**ASSIGNED TASK**
The answer is the exact text of every line from the one that contains "what's up, could you locate every layered" to the final line of the entries below, with pictures left out.

Spatial localization data

_ _ _ _ _ _ _

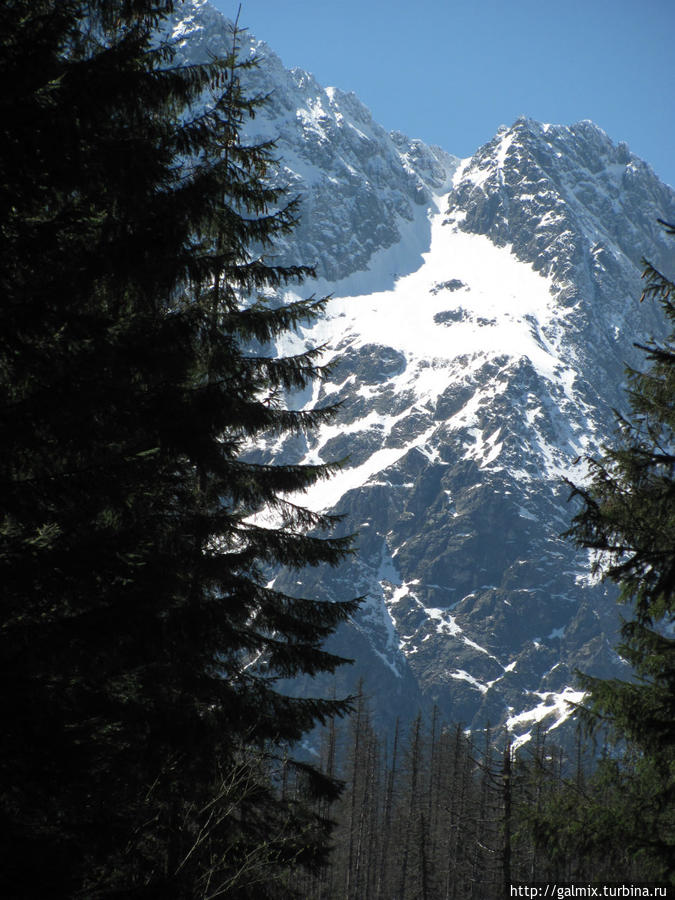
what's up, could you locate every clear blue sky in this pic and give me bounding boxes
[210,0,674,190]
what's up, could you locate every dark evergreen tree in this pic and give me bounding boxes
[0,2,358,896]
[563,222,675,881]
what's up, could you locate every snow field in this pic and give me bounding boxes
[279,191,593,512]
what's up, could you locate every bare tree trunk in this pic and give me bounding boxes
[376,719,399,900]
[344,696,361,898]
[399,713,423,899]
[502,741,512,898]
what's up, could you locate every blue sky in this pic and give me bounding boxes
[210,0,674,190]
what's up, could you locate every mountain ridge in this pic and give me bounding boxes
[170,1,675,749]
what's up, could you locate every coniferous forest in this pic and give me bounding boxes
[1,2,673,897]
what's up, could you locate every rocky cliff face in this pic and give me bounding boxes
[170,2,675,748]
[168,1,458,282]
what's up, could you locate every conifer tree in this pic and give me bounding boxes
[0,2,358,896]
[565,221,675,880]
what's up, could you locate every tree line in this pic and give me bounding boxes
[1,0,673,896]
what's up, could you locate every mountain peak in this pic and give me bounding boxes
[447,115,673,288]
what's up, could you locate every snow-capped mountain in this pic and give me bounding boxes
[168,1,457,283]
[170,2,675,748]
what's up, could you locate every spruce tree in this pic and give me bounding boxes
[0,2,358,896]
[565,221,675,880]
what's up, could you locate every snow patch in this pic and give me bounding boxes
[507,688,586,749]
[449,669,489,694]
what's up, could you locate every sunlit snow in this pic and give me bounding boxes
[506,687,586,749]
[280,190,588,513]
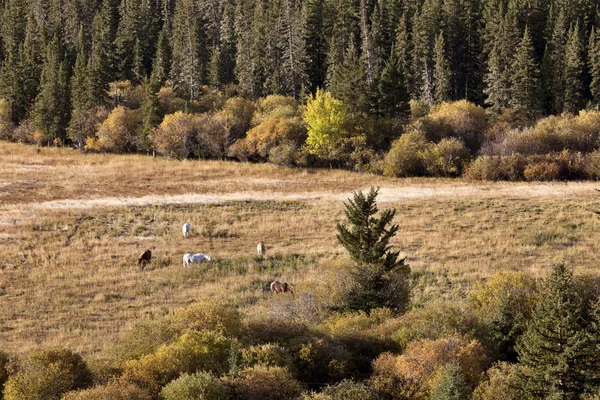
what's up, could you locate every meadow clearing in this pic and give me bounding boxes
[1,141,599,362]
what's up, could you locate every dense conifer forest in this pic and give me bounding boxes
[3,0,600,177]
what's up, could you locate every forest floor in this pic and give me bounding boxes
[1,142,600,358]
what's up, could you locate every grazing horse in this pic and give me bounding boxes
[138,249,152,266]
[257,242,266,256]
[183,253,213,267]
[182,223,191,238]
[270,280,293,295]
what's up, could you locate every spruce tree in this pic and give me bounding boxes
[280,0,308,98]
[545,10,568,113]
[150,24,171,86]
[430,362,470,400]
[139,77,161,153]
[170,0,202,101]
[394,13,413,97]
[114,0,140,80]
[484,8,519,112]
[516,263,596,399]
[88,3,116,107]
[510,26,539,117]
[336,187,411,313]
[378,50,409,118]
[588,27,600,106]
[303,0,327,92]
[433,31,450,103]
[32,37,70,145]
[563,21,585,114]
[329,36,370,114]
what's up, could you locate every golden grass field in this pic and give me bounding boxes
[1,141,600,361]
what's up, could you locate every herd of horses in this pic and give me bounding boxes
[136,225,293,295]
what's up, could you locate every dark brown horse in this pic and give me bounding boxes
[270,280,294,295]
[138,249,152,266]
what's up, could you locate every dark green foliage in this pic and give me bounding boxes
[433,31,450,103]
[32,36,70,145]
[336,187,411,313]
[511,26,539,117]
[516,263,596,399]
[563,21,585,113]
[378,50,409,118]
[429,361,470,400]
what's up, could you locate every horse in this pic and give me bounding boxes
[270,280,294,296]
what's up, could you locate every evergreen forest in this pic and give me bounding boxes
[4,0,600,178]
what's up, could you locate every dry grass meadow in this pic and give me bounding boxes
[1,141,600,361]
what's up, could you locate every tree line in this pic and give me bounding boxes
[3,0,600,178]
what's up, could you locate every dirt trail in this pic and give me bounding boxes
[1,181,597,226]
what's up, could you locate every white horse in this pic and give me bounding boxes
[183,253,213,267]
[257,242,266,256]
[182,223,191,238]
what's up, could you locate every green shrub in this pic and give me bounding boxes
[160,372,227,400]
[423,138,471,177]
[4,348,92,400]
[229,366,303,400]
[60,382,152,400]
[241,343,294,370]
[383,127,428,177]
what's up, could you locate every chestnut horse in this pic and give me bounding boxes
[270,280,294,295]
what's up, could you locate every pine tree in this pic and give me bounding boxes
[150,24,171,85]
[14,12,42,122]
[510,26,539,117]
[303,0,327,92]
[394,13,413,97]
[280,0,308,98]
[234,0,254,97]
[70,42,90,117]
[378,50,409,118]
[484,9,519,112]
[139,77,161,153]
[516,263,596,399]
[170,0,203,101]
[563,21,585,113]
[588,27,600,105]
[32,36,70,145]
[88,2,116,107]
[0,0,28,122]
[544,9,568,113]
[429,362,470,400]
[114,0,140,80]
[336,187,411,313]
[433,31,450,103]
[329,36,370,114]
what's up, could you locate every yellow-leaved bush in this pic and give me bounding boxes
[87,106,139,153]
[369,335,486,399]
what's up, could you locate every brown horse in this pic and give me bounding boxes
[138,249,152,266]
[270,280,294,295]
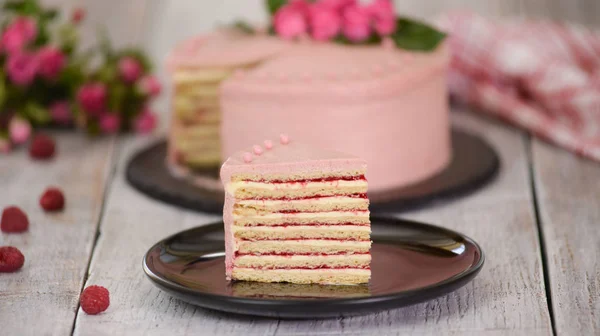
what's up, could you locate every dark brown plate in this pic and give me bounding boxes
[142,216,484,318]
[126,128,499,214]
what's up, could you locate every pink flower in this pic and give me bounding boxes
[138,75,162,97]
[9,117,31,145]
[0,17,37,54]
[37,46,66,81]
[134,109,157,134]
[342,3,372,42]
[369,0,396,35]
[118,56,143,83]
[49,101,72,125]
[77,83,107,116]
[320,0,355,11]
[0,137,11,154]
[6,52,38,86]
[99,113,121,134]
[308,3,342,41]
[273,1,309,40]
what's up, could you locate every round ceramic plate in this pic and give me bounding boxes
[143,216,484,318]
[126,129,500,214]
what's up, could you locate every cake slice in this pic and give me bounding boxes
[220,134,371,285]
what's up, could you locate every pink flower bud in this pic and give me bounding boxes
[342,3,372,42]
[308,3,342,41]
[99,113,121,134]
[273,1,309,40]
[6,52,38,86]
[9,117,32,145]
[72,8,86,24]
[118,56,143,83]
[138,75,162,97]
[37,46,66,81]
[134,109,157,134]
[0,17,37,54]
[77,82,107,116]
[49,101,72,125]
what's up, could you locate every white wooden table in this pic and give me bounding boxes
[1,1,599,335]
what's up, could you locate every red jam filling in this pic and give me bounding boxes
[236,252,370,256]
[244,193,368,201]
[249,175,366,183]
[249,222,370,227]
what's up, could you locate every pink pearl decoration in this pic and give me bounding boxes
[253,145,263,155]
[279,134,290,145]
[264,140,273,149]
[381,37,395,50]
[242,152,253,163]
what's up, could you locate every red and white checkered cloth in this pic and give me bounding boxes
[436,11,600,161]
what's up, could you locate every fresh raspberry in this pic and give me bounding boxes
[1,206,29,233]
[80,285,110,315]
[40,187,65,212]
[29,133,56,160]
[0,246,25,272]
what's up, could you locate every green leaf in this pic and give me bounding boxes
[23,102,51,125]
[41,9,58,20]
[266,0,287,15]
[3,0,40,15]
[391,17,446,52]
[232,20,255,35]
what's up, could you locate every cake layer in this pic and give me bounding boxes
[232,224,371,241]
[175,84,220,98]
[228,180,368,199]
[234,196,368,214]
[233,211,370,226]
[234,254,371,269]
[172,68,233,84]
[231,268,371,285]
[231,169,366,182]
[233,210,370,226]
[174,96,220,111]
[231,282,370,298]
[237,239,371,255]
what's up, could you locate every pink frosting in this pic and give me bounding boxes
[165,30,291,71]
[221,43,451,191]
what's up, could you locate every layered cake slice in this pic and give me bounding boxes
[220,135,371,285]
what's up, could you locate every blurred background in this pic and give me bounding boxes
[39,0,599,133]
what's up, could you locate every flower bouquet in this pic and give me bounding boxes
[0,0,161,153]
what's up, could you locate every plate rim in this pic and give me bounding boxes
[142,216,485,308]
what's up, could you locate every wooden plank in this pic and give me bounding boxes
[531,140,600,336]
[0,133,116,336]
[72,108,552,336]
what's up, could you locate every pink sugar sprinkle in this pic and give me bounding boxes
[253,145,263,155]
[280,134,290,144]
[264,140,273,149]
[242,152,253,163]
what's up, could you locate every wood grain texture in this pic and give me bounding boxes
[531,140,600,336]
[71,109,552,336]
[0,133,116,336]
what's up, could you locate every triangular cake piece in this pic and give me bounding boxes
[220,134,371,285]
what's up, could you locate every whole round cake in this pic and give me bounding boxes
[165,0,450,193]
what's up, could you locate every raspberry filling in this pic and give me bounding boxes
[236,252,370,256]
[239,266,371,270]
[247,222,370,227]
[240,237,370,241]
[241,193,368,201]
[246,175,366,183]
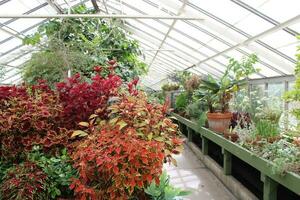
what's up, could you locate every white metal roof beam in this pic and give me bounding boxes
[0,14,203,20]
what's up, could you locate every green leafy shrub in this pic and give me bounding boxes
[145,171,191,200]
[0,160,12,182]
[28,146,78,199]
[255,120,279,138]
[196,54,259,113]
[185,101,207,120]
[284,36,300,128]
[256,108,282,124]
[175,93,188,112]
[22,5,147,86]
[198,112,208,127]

_ _ _ _ _ _ _

**RESULT**
what's up, could you locate every layered cake slice in this pic and give me bounding boxes
[220,135,371,285]
what's up, could you locate every blurred background in this pic and give me bounding boxes
[39,0,599,133]
what's up, could you locate every flower bouquet in this pic and give me bounding boxes
[0,0,161,153]
what's up, could you locate every plate rim in this pic and give me bounding boxes
[142,216,485,308]
what's up, could you locate every wooden plank in this pic and give me bounding boxes
[531,140,600,336]
[0,133,116,336]
[72,108,552,336]
what's up, could you locate every pink sugar sprinkle in this pic and give me bounding boxes
[253,145,263,155]
[280,134,290,144]
[264,140,273,149]
[242,152,253,163]
what's up, could you locate every wood grain texture in this pic and give me bounding boxes
[531,140,600,336]
[71,109,552,336]
[0,133,116,336]
what's up, could you locate every triangular cake piece in this pic and give me bounding boxes
[220,134,371,285]
what's up, could you locate every whole round cake in this pic and give me bounding boxes
[165,0,450,193]
what's up, could you locate every raspberry filling in this pic and give me bounding boxes
[236,252,370,256]
[239,266,371,270]
[247,222,370,227]
[240,237,370,241]
[241,193,368,201]
[246,175,366,183]
what's up, could you locate every white metal roof beam in this pic and give me bounding boxes
[0,14,203,20]
what's up, could you locate every green leafy shrub in this pic and give me bounding boxes
[145,171,191,200]
[0,160,12,182]
[28,146,78,199]
[255,120,279,138]
[196,54,259,113]
[185,101,207,120]
[284,36,300,128]
[256,108,282,124]
[175,93,188,112]
[22,5,147,86]
[198,112,208,127]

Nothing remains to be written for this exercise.